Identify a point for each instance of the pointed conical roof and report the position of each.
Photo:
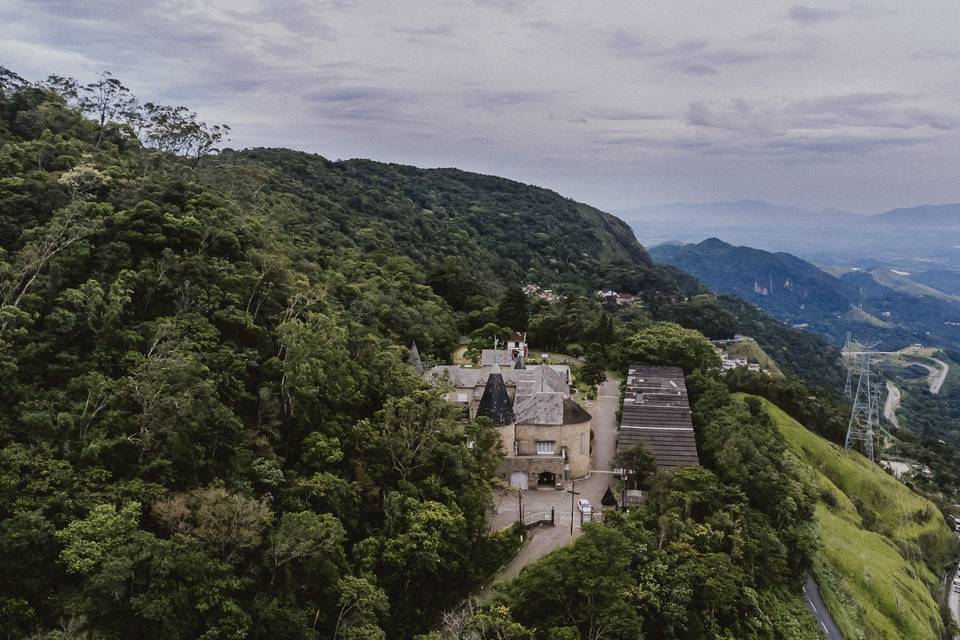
(413, 358)
(495, 403)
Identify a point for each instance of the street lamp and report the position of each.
(573, 497)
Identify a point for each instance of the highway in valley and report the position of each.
(892, 404)
(815, 604)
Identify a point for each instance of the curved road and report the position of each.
(815, 604)
(938, 382)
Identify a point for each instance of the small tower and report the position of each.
(496, 405)
(495, 402)
(413, 358)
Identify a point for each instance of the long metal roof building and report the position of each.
(656, 413)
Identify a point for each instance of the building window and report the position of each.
(546, 447)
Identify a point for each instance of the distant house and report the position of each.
(516, 348)
(656, 414)
(545, 434)
(609, 296)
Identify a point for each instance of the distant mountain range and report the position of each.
(916, 238)
(879, 304)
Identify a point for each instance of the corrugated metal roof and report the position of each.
(656, 414)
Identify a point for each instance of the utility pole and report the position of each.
(520, 503)
(573, 499)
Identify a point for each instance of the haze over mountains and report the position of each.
(879, 304)
(918, 238)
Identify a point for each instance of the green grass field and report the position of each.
(879, 542)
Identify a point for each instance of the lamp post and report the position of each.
(520, 503)
(623, 489)
(573, 498)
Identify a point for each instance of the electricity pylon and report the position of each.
(865, 416)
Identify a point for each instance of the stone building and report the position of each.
(545, 434)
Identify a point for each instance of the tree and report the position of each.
(227, 523)
(361, 606)
(514, 309)
(582, 586)
(303, 536)
(105, 98)
(593, 372)
(638, 462)
(484, 338)
(87, 543)
(668, 344)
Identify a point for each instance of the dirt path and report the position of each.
(892, 404)
(539, 502)
(939, 380)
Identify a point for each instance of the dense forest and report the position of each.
(208, 428)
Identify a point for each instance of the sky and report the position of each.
(616, 103)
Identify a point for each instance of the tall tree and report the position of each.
(514, 309)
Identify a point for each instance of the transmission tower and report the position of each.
(865, 416)
(848, 386)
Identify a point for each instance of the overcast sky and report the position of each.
(619, 104)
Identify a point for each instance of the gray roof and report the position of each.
(495, 403)
(656, 414)
(532, 379)
(549, 409)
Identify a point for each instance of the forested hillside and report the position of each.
(208, 428)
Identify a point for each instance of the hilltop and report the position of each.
(208, 426)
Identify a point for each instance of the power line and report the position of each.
(865, 415)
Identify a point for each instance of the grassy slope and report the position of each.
(872, 580)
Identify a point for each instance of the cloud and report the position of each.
(580, 99)
(700, 69)
(812, 15)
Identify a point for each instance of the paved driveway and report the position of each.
(538, 502)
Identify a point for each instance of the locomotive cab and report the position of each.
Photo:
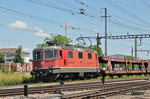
(45, 58)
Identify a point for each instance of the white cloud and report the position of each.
(19, 25)
(96, 30)
(41, 32)
(26, 49)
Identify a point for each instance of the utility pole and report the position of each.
(132, 52)
(136, 47)
(98, 43)
(66, 26)
(105, 30)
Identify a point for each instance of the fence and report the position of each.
(16, 67)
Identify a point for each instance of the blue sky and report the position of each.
(28, 22)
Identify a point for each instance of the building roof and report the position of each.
(11, 50)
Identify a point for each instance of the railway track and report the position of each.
(110, 91)
(70, 87)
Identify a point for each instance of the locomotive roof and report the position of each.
(66, 47)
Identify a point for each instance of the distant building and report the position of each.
(9, 54)
(118, 56)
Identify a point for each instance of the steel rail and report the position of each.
(67, 87)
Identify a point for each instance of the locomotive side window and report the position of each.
(55, 53)
(36, 55)
(49, 54)
(80, 54)
(70, 54)
(89, 56)
(60, 52)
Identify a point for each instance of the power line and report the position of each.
(125, 11)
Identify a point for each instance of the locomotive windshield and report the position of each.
(51, 54)
(37, 55)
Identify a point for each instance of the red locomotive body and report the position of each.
(54, 62)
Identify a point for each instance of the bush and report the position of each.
(10, 78)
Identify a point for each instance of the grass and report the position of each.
(11, 78)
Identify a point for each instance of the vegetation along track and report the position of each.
(117, 84)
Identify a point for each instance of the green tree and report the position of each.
(18, 57)
(55, 40)
(2, 59)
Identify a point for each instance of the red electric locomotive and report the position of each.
(60, 62)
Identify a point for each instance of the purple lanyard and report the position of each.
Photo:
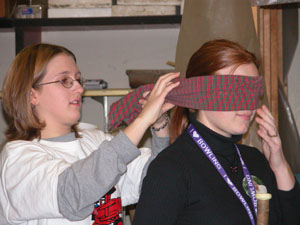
(213, 159)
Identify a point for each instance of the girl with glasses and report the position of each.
(55, 170)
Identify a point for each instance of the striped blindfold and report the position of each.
(212, 93)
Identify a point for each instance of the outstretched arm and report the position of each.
(272, 149)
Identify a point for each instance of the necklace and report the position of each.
(231, 160)
(211, 156)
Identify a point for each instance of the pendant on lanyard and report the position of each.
(213, 159)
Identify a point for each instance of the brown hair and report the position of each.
(209, 58)
(28, 68)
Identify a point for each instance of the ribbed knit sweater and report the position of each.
(182, 187)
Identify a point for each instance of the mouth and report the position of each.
(76, 102)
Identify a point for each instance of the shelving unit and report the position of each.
(28, 31)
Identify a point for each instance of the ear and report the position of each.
(34, 97)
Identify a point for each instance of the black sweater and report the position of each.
(183, 187)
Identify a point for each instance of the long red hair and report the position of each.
(209, 58)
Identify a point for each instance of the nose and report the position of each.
(78, 87)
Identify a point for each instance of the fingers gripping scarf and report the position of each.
(212, 93)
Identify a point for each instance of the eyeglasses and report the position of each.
(67, 82)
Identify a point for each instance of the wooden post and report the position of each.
(270, 34)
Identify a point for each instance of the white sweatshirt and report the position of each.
(30, 170)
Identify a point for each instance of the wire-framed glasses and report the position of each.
(67, 82)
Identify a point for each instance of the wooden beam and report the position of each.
(270, 34)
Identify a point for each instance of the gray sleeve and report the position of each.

━━━━━━━━━━━━━━━━━━━━━━━━━━━━━━

Task prompt: When you return the records, keep every word unchanged and drop the pictures.

Response below:
Identify a point for each instance of the pointed conical roof and report the position of each.
Photo:
(413, 358)
(495, 403)
Identify a point for each instance of the street lamp and report the position of each.
(573, 497)
Identify a point for each instance of the highway in valley and report the position of each.
(892, 404)
(815, 604)
Identify a point for each instance of the curved road and report the position of each.
(815, 604)
(938, 382)
Identify a point for each instance of the small tower and report the position of each.
(496, 405)
(495, 402)
(413, 358)
Identify a point for each instance of the long metal roof building and report the position of each.
(656, 413)
Identify a point for each instance of the building window and report the position of each.
(546, 447)
Identify a point for each instance of the distant house and report the position of each.
(516, 348)
(656, 414)
(545, 434)
(609, 296)
Identify a point for each instance of the distant mountain range and report the position of each.
(916, 238)
(879, 304)
Identify a point for each instance of the corrugated metal roof and report the position of each.
(656, 414)
Identify a point for each instance of the utility pole and report the position of each.
(520, 503)
(573, 499)
Identify a point for each instance of the haze over mountains and report the position of each.
(879, 304)
(918, 238)
Identify a point for each instance of the green grass field and report the position of each.
(879, 542)
Identify a point for each instance of the lamp post and report the position of each.
(520, 503)
(623, 489)
(573, 498)
Identify a point for each instance of the electricity pylon and report the position of each.
(865, 416)
Identify a point for each instance of the stone building and report the position of each.
(545, 434)
Identify a point for each instance of the tree and report the position of each.
(227, 523)
(361, 606)
(514, 309)
(582, 586)
(303, 536)
(105, 98)
(593, 372)
(638, 462)
(484, 338)
(87, 543)
(668, 344)
Identify a point for each instance of the dirt path and report the position of each.
(892, 404)
(539, 502)
(939, 380)
Identify a point for each instance of the dense forest and report the position of each.
(208, 428)
Identify a point for each instance of the sky and report the position of each.
(616, 103)
Identify a point for each instance of the tall tree and report the position of each.
(514, 309)
Identify a point for each instance of the transmission tower and report the position of each.
(865, 416)
(848, 386)
Identify a point for each instance of the overcast sky and report the position of each.
(619, 104)
Identify a point for each instance of the gray roof and report the position of each.
(495, 403)
(656, 414)
(532, 379)
(549, 409)
Identify a point for each instance of the forested hillside and report the position of each.
(208, 428)
Identify a point for each instance of the hilltop and report the position of each.
(208, 426)
Identify a point for each instance of the power line and report the position of each.
(865, 415)
Identify a point for each instance of the grassy slope and report the position of each.
(872, 580)
Identify a point for each instance of the cloud and report the position of each.
(580, 99)
(700, 69)
(812, 15)
Identify a point for each instance of the paved driveway and report the position of each.
(538, 502)
Identify a point for each instance of the locomotive cab and report the position of each.
Photo:
(45, 58)
Identify a point for each instance of the white cloud and report the position of each.
(19, 25)
(96, 30)
(41, 32)
(26, 49)
Identify a point for each instance of the utility pole and report the position of each.
(132, 52)
(136, 47)
(98, 43)
(66, 26)
(105, 30)
Identify a point for each instance of the fence and report the position of each.
(16, 67)
Identify a point for each instance of the blue sky and report the position of each.
(28, 22)
Identify a point for each instance of the building roof and report the position of each.
(11, 50)
Identify a point for each instance of the railway track and report the position of each.
(110, 91)
(70, 87)
Identify a point for each instance of the locomotive roof and report the position of each.
(66, 47)
Identify a point for each instance of the distant building and report the position of each.
(9, 54)
(118, 56)
Identify a point for each instance of the steel rail and report the position of each.
(67, 87)
Identify a point for each instance of the locomotive side window and report the position of each.
(55, 53)
(36, 55)
(49, 54)
(80, 54)
(70, 54)
(89, 56)
(60, 52)
Identify a point for each instance of the power line and report the position of each.
(125, 11)
Identify a point for each instance of the locomotive windshield and report the position of each.
(51, 54)
(37, 55)
Identify a point for each instance of the red locomotive body and report the position of each.
(54, 62)
Identify a point for each instance of the bush and report the position of each.
(10, 78)
Identify a point for each instance of the grass and report the position of each.
(11, 78)
Identify a point for each instance of the vegetation along track and report the position of each.
(117, 84)
Identify a point for each instance of the green tree and report the position of each.
(18, 57)
(55, 40)
(2, 59)
Identify a point for each instance of the red electric locomotive and report the position of each.
(60, 62)
Identify a point for each instance of the purple lanyard and report the position of each.
Photo:
(213, 159)
Identify a point for each instance of the girl with glasses and report the position of each.
(55, 170)
Identify a point for each instance of the striped blindfold and report the position of each.
(212, 93)
Identify a point for each instance of the outstretched arm and report the position of each.
(272, 149)
Identify a point for each instance of the necklace and report the position of each.
(231, 160)
(211, 156)
Identify a point for each instance of the pendant on lanyard and report the position of each.
(213, 159)
Identify a point for each instance of the brown hair and report the position of each.
(209, 58)
(28, 68)
Identify a point for each instance of the ribbed knit sweater and report the position of each.
(182, 187)
Identify a point for each instance of the mouth and report the position of each.
(76, 102)
Identify a point for each instance of the shelving unit and report the position of each.
(28, 31)
Identify a point for each instance of the ear and report the position of each.
(34, 97)
Identify a point for each instance of the black sweater and report the position of each.
(183, 187)
Identify a point for each instance of the long red hair and report the position of each.
(209, 58)
Identify a point for each instance of the nose and report the position of each.
(78, 87)
Identify a point for each instance of the fingers gripping scarf and report the position of each.
(212, 93)
Identify a point for each instance of the eyeglasses and report the position of each.
(67, 82)
Identify a point for each instance of the wooden post and report the position of each.
(270, 34)
Identify a point for each instance of the white sweatshirt and report the position of each.
(30, 170)
Identify a point for each instance of the wire-framed glasses and report the position of each.
(67, 82)
Identify a point for each instance of the wooden beam and report the position of each.
(270, 34)
Identify a point for each instance of the gray sleeve and report the position of each.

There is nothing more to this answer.